------ Data records ------

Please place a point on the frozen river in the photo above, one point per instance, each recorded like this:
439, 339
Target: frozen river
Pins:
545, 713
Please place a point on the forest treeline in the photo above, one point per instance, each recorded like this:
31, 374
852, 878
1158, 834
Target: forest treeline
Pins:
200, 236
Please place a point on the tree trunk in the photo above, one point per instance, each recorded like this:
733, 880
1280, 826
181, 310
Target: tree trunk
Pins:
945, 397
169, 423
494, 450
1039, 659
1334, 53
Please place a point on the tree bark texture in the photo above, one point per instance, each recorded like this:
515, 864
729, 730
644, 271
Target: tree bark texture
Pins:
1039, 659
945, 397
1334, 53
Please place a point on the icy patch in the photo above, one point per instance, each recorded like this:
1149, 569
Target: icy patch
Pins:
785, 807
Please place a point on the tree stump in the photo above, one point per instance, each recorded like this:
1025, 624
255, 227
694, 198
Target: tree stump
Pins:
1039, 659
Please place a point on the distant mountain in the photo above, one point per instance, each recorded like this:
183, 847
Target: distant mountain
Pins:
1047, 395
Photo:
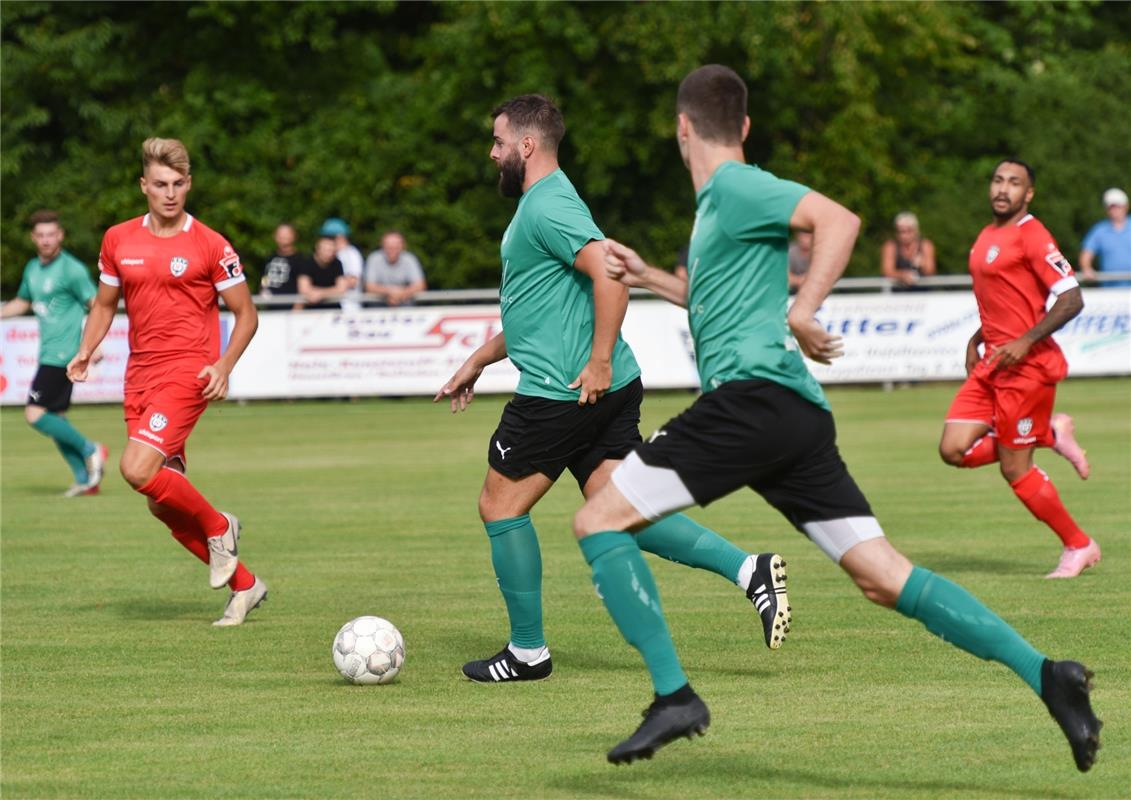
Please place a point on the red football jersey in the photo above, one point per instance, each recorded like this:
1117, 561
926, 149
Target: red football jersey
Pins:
171, 287
1015, 269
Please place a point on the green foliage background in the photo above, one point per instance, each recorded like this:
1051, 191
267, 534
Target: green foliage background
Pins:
379, 112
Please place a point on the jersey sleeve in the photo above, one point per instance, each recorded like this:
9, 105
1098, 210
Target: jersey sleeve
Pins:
1045, 260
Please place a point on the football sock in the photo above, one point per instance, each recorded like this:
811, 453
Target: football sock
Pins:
1039, 496
682, 540
982, 452
170, 488
626, 585
956, 616
517, 561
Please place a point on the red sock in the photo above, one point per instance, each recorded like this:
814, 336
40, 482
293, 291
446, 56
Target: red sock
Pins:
982, 452
172, 489
1039, 496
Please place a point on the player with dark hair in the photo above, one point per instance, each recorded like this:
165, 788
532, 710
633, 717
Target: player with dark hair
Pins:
763, 422
1004, 410
58, 289
171, 269
577, 405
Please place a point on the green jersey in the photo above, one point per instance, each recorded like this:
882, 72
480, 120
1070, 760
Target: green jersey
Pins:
547, 304
739, 290
59, 292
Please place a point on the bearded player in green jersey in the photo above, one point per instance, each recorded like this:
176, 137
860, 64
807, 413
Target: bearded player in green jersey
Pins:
59, 290
763, 422
577, 405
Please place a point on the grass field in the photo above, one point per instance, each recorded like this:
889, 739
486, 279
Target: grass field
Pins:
114, 685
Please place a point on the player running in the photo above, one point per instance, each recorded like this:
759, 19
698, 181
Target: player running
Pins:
578, 400
58, 289
170, 268
763, 422
1004, 409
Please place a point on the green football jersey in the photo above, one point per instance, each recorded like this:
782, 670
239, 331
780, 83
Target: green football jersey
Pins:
546, 303
59, 292
739, 291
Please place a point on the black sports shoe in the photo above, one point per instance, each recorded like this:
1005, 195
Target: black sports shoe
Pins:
665, 720
766, 591
503, 667
1064, 687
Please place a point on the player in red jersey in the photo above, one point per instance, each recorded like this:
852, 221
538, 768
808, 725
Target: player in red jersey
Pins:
1004, 409
170, 268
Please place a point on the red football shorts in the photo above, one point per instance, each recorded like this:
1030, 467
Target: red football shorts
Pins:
1015, 403
164, 414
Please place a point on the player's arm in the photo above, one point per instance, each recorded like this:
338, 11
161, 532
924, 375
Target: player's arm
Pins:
238, 300
624, 265
610, 302
835, 229
460, 386
97, 323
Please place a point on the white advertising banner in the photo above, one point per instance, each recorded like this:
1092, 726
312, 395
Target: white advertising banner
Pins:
888, 337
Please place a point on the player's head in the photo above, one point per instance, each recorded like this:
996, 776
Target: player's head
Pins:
165, 178
1011, 189
46, 234
525, 127
711, 104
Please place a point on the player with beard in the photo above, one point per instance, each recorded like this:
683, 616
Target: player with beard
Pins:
1004, 410
577, 405
763, 422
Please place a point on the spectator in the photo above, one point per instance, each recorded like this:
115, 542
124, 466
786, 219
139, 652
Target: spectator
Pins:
352, 260
907, 257
321, 280
281, 274
394, 273
801, 250
1108, 239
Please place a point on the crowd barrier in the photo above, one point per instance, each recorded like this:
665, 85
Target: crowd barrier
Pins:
908, 336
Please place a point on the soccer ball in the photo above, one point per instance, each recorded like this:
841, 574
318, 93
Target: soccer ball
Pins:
369, 650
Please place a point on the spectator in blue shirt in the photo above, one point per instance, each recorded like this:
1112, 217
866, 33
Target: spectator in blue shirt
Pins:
1110, 241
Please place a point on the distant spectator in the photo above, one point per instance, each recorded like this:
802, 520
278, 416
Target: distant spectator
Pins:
281, 273
1108, 239
394, 273
352, 260
321, 281
907, 257
801, 251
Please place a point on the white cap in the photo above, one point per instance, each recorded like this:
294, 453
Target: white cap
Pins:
1115, 197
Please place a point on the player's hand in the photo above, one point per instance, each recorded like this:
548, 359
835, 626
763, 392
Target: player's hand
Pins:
77, 368
216, 388
594, 381
816, 342
623, 264
1009, 354
460, 387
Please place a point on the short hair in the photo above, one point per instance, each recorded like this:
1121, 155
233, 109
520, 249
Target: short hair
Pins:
169, 153
714, 97
534, 112
44, 216
1028, 170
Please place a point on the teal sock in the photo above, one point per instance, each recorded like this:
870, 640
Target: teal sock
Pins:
75, 461
682, 540
517, 562
956, 616
626, 585
62, 431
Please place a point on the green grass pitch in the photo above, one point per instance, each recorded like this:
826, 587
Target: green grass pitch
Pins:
114, 685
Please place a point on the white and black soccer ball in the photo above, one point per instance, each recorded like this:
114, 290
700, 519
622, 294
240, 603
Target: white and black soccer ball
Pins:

------

→ **What the task requires**
Extract every line from the one containing "Please place a point on the short" through the last line of the data, inclusive, exactly as written.

→ **Worked solution**
Please place a point on the short hair in the photo above, one point per instance, each recorded like this:
1121, 155
233, 109
520, 249
Target: short hair
Pins:
169, 153
714, 97
534, 112
44, 216
1028, 170
Please place a point on the teal sock in the photo above, one point per instance, each recorded like this:
870, 640
Target: teal sock
Pins:
75, 461
682, 540
517, 562
956, 616
626, 585
62, 431
Please place a point on the green grass pitch in the photo above, one point per instance, each recorded like this:
826, 587
Target: green grass pitch
Pins:
114, 685
Please place a point on the white and black soccer ball in the photo above, one point per instance, each recorded like this:
114, 290
700, 519
622, 294
240, 603
Target: white and black soccer ball
Pins:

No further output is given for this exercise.